───── Provided material

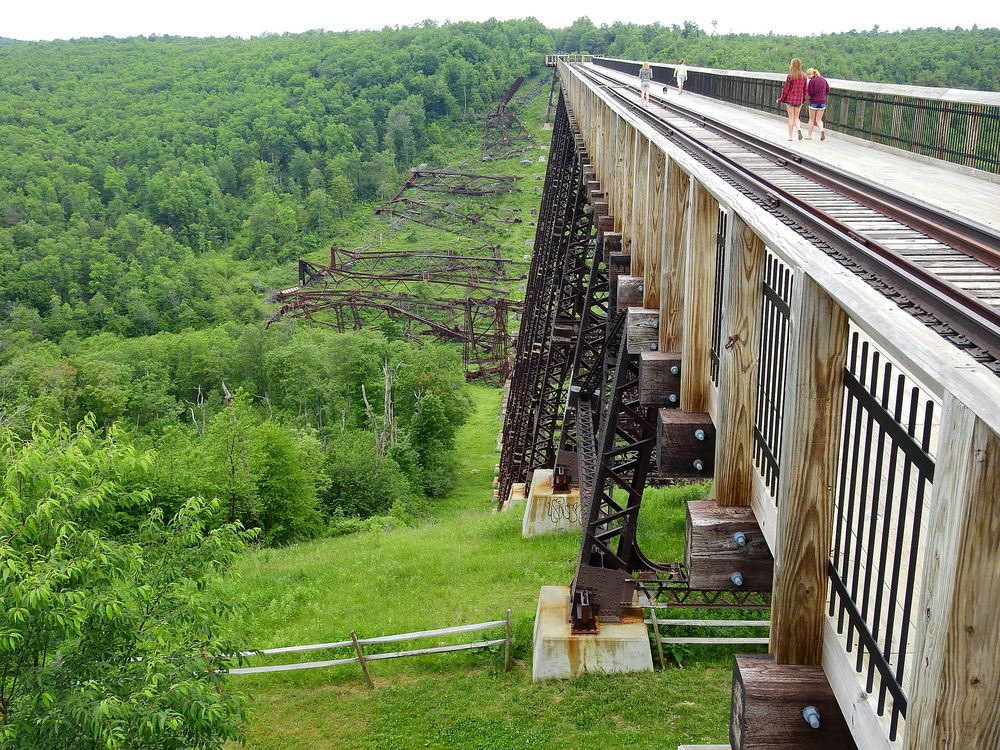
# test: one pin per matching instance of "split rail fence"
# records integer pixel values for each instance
(363, 659)
(867, 446)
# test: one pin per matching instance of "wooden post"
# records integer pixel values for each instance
(361, 659)
(656, 634)
(672, 270)
(639, 221)
(699, 282)
(655, 218)
(956, 679)
(811, 426)
(745, 256)
(506, 643)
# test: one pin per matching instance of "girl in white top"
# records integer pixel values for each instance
(680, 73)
(645, 81)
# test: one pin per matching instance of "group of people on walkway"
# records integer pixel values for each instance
(798, 87)
(646, 79)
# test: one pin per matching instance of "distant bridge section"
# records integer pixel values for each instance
(685, 314)
(955, 125)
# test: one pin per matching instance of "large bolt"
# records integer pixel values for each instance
(811, 715)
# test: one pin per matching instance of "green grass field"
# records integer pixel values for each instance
(465, 565)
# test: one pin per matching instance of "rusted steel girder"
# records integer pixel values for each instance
(534, 337)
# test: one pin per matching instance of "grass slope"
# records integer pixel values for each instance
(467, 565)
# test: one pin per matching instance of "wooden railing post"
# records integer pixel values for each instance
(955, 692)
(638, 219)
(672, 270)
(745, 256)
(699, 280)
(655, 209)
(811, 427)
(506, 643)
(361, 659)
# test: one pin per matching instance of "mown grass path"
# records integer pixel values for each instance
(466, 565)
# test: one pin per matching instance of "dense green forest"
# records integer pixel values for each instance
(154, 193)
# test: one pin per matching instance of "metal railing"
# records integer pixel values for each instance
(886, 473)
(954, 125)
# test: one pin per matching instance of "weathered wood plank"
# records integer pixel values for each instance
(745, 255)
(956, 681)
(810, 443)
(699, 282)
(641, 329)
(713, 552)
(659, 379)
(767, 704)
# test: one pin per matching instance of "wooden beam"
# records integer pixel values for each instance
(656, 216)
(811, 426)
(672, 270)
(699, 283)
(745, 255)
(639, 221)
(956, 680)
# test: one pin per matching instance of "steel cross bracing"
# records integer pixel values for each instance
(608, 550)
(555, 215)
(577, 246)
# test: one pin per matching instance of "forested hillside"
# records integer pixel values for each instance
(954, 58)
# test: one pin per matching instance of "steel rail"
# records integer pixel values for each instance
(969, 316)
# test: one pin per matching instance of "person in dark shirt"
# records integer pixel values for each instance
(645, 81)
(817, 89)
(793, 96)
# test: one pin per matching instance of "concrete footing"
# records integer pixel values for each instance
(619, 647)
(547, 512)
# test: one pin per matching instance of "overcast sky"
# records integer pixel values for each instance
(66, 19)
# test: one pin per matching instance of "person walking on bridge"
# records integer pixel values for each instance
(680, 73)
(793, 96)
(817, 89)
(645, 81)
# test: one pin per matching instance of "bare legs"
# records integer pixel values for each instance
(793, 120)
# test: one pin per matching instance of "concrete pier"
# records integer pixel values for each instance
(618, 647)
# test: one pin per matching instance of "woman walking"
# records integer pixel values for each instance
(817, 89)
(680, 73)
(793, 95)
(645, 81)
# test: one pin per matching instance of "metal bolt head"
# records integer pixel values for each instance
(811, 715)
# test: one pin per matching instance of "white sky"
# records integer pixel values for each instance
(66, 19)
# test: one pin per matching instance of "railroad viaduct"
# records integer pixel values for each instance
(823, 346)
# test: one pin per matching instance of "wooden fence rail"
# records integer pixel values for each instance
(362, 658)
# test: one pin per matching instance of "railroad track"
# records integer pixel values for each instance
(942, 268)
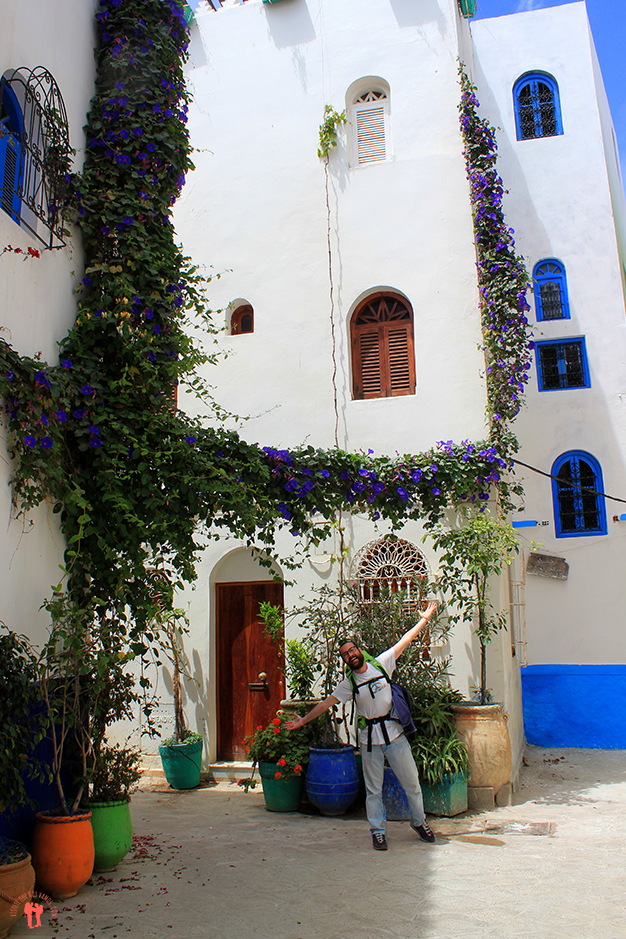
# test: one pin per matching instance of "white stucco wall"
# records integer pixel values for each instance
(36, 295)
(561, 200)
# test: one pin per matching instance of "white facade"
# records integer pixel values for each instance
(255, 210)
(38, 303)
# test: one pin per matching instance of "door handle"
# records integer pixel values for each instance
(261, 684)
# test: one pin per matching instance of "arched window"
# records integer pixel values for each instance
(383, 356)
(579, 508)
(242, 320)
(34, 152)
(550, 287)
(391, 565)
(537, 106)
(368, 113)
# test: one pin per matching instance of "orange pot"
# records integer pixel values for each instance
(16, 881)
(63, 853)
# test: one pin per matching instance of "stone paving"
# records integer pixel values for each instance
(214, 863)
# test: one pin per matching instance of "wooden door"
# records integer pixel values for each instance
(244, 698)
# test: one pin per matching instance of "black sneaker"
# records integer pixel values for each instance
(424, 832)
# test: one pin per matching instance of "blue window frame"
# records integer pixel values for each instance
(537, 106)
(11, 154)
(579, 507)
(550, 288)
(562, 364)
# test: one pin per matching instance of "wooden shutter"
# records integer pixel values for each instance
(370, 135)
(399, 364)
(369, 360)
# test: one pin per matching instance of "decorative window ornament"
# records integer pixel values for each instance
(537, 107)
(579, 509)
(390, 565)
(383, 355)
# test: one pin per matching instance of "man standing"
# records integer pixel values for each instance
(382, 736)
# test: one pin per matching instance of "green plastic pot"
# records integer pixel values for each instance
(281, 795)
(447, 798)
(181, 763)
(112, 832)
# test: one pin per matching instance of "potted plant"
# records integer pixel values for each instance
(470, 556)
(116, 774)
(181, 754)
(282, 757)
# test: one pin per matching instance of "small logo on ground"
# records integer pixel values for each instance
(35, 905)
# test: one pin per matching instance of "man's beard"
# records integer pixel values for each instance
(356, 661)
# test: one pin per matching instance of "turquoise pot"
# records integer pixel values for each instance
(181, 763)
(112, 832)
(281, 795)
(332, 781)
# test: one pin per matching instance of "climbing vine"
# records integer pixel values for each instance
(138, 483)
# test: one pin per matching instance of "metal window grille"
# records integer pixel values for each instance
(562, 365)
(551, 301)
(43, 153)
(537, 110)
(579, 508)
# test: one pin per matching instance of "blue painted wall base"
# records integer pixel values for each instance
(575, 706)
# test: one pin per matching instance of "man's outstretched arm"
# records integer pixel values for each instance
(315, 712)
(414, 632)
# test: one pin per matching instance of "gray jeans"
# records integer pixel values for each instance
(400, 758)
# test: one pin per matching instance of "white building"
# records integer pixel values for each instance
(46, 54)
(298, 270)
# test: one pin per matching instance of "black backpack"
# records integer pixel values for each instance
(401, 703)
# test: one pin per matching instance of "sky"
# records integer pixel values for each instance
(608, 24)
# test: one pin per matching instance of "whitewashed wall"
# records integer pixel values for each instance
(36, 296)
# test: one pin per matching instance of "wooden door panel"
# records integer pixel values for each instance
(243, 652)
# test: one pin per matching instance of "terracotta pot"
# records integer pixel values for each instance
(483, 730)
(63, 853)
(16, 880)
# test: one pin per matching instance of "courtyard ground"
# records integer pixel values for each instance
(213, 863)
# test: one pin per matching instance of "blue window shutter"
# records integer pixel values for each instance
(562, 364)
(579, 509)
(550, 289)
(10, 173)
(537, 106)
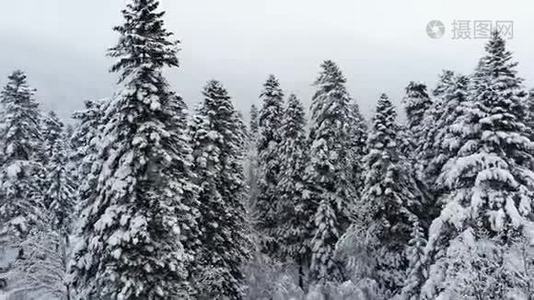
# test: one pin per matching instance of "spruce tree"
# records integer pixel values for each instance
(488, 209)
(134, 224)
(416, 104)
(445, 79)
(59, 195)
(85, 144)
(270, 119)
(252, 160)
(218, 146)
(358, 146)
(296, 211)
(386, 215)
(21, 197)
(530, 110)
(328, 173)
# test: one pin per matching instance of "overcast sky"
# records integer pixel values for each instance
(380, 45)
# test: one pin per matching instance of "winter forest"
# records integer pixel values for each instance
(143, 198)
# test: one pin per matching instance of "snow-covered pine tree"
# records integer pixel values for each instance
(329, 171)
(445, 79)
(218, 146)
(40, 272)
(59, 194)
(134, 224)
(416, 104)
(358, 146)
(270, 119)
(295, 209)
(386, 215)
(530, 110)
(489, 206)
(252, 160)
(85, 146)
(446, 138)
(21, 198)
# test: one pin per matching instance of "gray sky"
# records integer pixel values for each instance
(380, 45)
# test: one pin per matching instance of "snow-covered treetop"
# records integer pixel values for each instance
(384, 124)
(416, 103)
(272, 98)
(21, 118)
(330, 103)
(143, 39)
(253, 127)
(294, 120)
(444, 81)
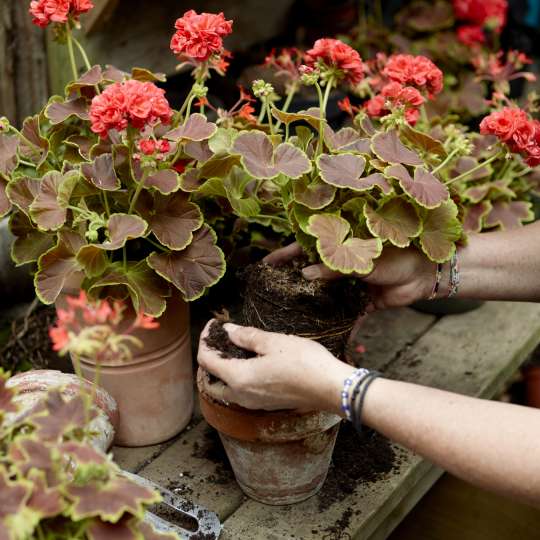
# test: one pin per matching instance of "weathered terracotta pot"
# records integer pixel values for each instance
(154, 390)
(532, 385)
(278, 457)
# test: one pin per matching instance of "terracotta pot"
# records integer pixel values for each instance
(447, 306)
(32, 387)
(279, 457)
(532, 385)
(154, 390)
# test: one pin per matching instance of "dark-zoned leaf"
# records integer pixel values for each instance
(147, 291)
(314, 194)
(49, 209)
(172, 219)
(29, 243)
(395, 220)
(166, 181)
(261, 160)
(473, 218)
(8, 153)
(423, 141)
(509, 215)
(196, 128)
(193, 270)
(425, 188)
(57, 266)
(347, 139)
(337, 251)
(22, 191)
(101, 173)
(388, 147)
(59, 110)
(441, 230)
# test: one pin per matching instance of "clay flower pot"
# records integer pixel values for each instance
(532, 385)
(154, 390)
(279, 457)
(32, 386)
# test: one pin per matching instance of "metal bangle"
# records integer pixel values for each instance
(347, 384)
(454, 275)
(358, 406)
(436, 285)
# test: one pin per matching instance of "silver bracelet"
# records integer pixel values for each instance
(454, 275)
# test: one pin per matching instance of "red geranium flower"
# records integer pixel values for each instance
(471, 34)
(45, 12)
(414, 70)
(200, 36)
(337, 56)
(481, 12)
(131, 102)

──────────

Without the pictures, copy the entries from their first line through the line containing "of people on", and only those lines.

# test: one pin per matching instance of "split rail fence"
# records integer pixel values for each instance
(363, 659)
(867, 446)
# test: one pin per matching instance of "wooden post"
# records integer pixel values for each instance
(361, 659)
(656, 634)
(672, 270)
(639, 221)
(699, 282)
(655, 218)
(956, 679)
(811, 426)
(745, 256)
(506, 643)
# test: one pin per matching instance of "girl in white top"
# records integer pixel values for each instance
(680, 73)
(645, 81)
# test: one pin per matching instance of "group of people on walkway"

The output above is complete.